++++ DATA TO PROCESS ++++

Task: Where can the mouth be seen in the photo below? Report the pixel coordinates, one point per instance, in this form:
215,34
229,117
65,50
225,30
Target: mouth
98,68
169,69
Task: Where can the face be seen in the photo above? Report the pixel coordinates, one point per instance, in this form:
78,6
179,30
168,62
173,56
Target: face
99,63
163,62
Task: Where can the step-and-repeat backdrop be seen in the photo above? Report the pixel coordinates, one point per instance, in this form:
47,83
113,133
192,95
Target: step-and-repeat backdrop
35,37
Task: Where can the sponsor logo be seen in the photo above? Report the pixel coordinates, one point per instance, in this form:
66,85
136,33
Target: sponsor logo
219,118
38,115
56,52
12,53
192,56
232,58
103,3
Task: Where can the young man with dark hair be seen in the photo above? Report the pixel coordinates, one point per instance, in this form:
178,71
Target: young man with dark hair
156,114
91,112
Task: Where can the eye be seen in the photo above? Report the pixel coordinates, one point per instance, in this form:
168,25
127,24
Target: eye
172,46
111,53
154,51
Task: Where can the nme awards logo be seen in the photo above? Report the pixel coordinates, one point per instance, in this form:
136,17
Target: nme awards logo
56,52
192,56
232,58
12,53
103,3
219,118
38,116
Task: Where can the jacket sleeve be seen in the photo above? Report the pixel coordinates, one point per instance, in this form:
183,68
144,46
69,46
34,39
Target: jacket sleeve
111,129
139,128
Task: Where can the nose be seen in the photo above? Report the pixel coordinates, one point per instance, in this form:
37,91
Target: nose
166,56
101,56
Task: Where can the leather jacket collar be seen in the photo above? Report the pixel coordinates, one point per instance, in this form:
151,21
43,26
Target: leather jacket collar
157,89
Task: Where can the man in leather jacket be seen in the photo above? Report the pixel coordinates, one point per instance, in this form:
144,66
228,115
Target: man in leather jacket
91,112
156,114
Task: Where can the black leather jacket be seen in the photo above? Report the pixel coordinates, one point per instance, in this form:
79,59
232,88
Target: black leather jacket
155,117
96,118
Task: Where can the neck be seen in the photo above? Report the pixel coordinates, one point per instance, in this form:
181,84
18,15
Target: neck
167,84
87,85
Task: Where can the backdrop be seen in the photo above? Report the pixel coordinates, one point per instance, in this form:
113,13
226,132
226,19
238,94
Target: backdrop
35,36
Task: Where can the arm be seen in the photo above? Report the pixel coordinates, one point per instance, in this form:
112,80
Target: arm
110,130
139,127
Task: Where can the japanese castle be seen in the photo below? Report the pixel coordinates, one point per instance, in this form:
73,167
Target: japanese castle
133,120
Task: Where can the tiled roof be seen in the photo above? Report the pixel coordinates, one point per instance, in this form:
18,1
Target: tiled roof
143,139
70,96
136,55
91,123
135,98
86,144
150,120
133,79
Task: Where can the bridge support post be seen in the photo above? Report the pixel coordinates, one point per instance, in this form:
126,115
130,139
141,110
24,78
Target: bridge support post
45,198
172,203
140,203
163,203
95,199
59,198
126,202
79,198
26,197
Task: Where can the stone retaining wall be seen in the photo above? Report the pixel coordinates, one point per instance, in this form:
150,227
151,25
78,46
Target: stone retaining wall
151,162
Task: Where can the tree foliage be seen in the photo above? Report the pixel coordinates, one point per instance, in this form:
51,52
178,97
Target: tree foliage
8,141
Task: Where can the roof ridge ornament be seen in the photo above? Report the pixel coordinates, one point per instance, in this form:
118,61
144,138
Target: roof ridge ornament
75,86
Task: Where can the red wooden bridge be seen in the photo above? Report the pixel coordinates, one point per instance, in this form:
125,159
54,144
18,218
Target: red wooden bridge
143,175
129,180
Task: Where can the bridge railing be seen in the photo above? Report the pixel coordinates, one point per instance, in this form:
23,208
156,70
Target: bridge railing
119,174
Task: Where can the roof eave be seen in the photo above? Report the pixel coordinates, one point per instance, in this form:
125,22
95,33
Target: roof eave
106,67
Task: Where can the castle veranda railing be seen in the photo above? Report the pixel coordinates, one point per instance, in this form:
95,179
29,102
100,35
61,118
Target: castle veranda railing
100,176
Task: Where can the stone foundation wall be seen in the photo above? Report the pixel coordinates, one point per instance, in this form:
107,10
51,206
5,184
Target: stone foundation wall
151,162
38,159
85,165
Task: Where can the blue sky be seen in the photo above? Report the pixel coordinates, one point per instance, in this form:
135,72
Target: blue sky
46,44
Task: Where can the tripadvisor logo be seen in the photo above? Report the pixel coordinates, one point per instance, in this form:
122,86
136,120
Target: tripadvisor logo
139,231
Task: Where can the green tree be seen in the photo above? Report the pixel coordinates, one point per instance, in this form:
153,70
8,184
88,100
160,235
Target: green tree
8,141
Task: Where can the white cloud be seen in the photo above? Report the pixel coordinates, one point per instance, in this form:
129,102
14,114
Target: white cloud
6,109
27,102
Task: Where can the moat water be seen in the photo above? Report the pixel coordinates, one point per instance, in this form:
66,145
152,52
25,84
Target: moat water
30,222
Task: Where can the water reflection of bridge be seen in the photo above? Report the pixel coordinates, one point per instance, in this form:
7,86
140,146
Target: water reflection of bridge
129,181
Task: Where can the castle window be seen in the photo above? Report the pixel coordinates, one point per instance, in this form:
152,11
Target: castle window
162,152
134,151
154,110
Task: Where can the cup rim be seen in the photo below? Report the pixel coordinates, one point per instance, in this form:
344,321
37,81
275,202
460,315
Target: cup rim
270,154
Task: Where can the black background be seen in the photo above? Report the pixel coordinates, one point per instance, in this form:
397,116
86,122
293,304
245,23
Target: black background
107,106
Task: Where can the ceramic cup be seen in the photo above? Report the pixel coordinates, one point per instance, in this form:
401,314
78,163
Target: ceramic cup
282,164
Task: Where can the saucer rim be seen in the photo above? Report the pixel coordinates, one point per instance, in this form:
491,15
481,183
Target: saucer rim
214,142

++++

* _EXERCISE DESCRIPTION_:
When you answer, return each line of the material exactly as it was written.

* _RESULT FOR THIS TASK_:
Task: Where can the mouth be seen in the photo below? Report the pixel coordinates, one point per instance, in this form:
215,34
229,117
65,50
225,30
Target: mouth
98,68
169,69
Task: Where can the face be seen in the photo above? Report the pixel coordinates, one point per instance, in this form:
78,6
179,30
168,62
173,56
Target: face
99,63
163,62
Task: Where can the step-and-repeat backdrop be seen in the photo above? Report the pixel coordinates, one point per instance, in this form:
47,83
113,133
192,95
Target: step-and-repeat backdrop
35,37
Task: Where can the sponsor logo be seen in the photo above? Report the pixel coordinates, one point per instance, in this form:
66,85
136,33
Target: sponsor logo
219,118
38,115
56,52
12,53
192,56
232,58
103,3
Task: Where can the young man with dark hair be seen in the photo above? Report the pixel coordinates, one point per instance, in this form:
178,71
Target: young man with dark hair
156,114
91,112
Task: Where can the eye be seen in the photo above? Report the pixel coordinates, one point per instance, in this form:
168,25
127,24
Target: eye
172,46
111,53
154,51
Task: Where can the nme awards logo be seen in the photo above? Report the pixel coordinates, one point per instance, in this form:
136,17
Target: nme awards logo
56,52
192,56
232,58
12,53
103,3
219,118
38,116
Task: Where can the jacket sleeve be seen in the photo above? Report the pixel coordinates, one point per instance, in this form:
183,68
144,46
69,46
34,39
Target: jacket sleeve
111,129
139,128
Task: Where can the nose be seen in the photo above? Report the pixel coordinates, one point per instance, in this form:
37,91
Target: nose
166,56
101,56
Task: Where can the leather jacket collar be seen in the photo above? Report the pixel coordinates, one point per instance, in this form:
151,21
43,26
Target: leather jacket collar
157,89
Task: Where can the man in leather jacket be seen in the photo above? Report the pixel coordinates, one point per instance, in this form:
144,66
228,115
Target: man in leather jacket
91,112
156,114
Task: Where can the black leather jacket be seen in the photo above? Report the pixel coordinates, one point per instance, in this form:
79,59
232,88
Target: black leather jacket
155,117
96,118
Task: Where can the neck be seen in the photo above? Report the pixel coordinates, one point per instance, in this form:
181,84
18,15
Target: neck
167,84
87,85
Task: Where can the backdrop be seen in the photo above? Report the pixel coordinates, one point per instance, in this form:
113,13
226,132
226,19
238,94
Target: backdrop
35,36
Task: Where can the arm be seen in the photo above? Report the pixel coordinates, one point per instance, in this form:
112,80
Target: arm
110,130
139,127
Task: Where can the japanese castle be seen in the photo below? Report the pixel coordinates, one point per instance, in this form:
73,167
Target: japanese castle
133,120
Task: Where can the tiled roof be seen in the photo above? Report the pixel coordinates, one point per instance, in this form:
18,1
Target: tiled roof
143,139
70,96
136,55
91,123
135,98
86,144
150,120
133,79
Task: Where can the bridge support post be seen in the photo above? Report the pixel coordinates, one point per instance, in this form:
126,115
130,139
141,110
24,78
Target: bridge support post
45,198
172,203
140,203
163,203
95,199
59,198
126,202
79,198
26,197
Task: Where can the stone retaining wall be seen in the photo above? Report the pixel coordinates, one point per instance, in this form:
150,227
151,25
78,46
Target: stone retaining wall
151,162
Task: Where can the tree foliage be seen in the photo above? Report the pixel coordinates, one point per instance, in this form:
51,52
178,97
Target: tree foliage
8,141
Task: Where can the roof ridge ornament be seen in the photo above? Report the pixel coordinates, one point per instance, in this form:
118,61
144,138
Target: roof ridge ornament
75,86
Task: Where can the red wooden bridge be seen in the photo above? Report the pixel coordinates, one point per instance, in this form:
125,159
54,144
18,218
Target: red wooden bridge
143,175
129,180
Task: Where can the bridge railing be seen in the photo above? Report the pixel coordinates, one point per instance, in this form:
23,208
156,70
Target: bridge railing
119,174
Task: Where can the roof eave be seen in the photo above? Report the pixel coordinates, one point per instance, in this form:
125,22
95,33
Target: roof eave
106,67
Task: Where can the castle veranda railing be seen in the photo above? Report the pixel coordinates, one point per instance, in this form:
95,179
29,102
100,35
61,118
Target: castle veranda railing
100,176
Task: Where can the stone foundation wall be seen in the photo above? Report the pixel coordinates, one point per instance, in this form:
107,10
51,206
5,184
Target: stone foundation wall
151,162
38,159
85,165
Task: Where can the blue sky be seen in the photo above? Report the pixel coordinates, one point per instance, in this form:
135,72
Target: blue sky
46,44
Task: Where can the tripadvisor logo be seen in the photo above? Report the pixel coordinates, one point per instance, in this form:
122,86
136,120
Target: tripadvisor logo
139,231
Task: Where can the green tree be seen in the photo above? Report the pixel coordinates, one point per instance, in this form:
153,70
8,184
88,100
160,235
Target: green tree
8,141
Task: Where can the white cloud be seen in the photo above? Report the pixel coordinates, one point per instance, in this form:
129,102
14,114
Target: white cloud
6,109
27,102
Task: Where can the moat water be seen in the photo above? Report the pixel coordinates, one point per instance, in this form:
66,145
152,52
25,84
Target: moat water
30,222
Task: Where can the water reflection of bridge be seen in the photo above? Report the pixel coordinates, one point per instance, in this form:
7,86
140,146
Target: water reflection of bridge
129,181
Task: Where can the castle window be seen in the photo above? Report the pixel coordinates, one point per instance, in this form:
152,11
Target: castle window
162,152
134,151
154,110
Task: Where can the cup rim be seen in the photo below? Report the pixel coordinates, one point per instance, in this form:
344,321
37,81
275,202
460,315
Target: cup rim
270,154
Task: Where can the black background be seen in the photo above? Report the pixel coordinates, one point per instance, in this form:
397,116
86,122
293,304
245,23
Target: black background
107,106
Task: Where can the ceramic cup be seen in the photo above? Report the pixel coordinates, one point per instance, in this form:
401,314
78,163
Target: ceramic cup
282,164
Task: Where can the saucer rim be seen in the photo above? Report the pixel coordinates, one point per instance, in this form:
491,15
481,183
Target: saucer rim
214,142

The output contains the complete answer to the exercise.